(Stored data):
Segment Open
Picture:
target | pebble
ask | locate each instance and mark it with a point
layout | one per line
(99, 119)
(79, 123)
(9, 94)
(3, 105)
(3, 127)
Segment Closed
(Work instruction): Only the line containing "ask | locate" and the lines after it, up to and including the last line of the data, should appear in the answer, exactly as written.

(Solution for this exercise):
ask | locate each instance and mark it with a point
layout | one per line
(99, 119)
(79, 123)
(9, 94)
(3, 105)
(3, 127)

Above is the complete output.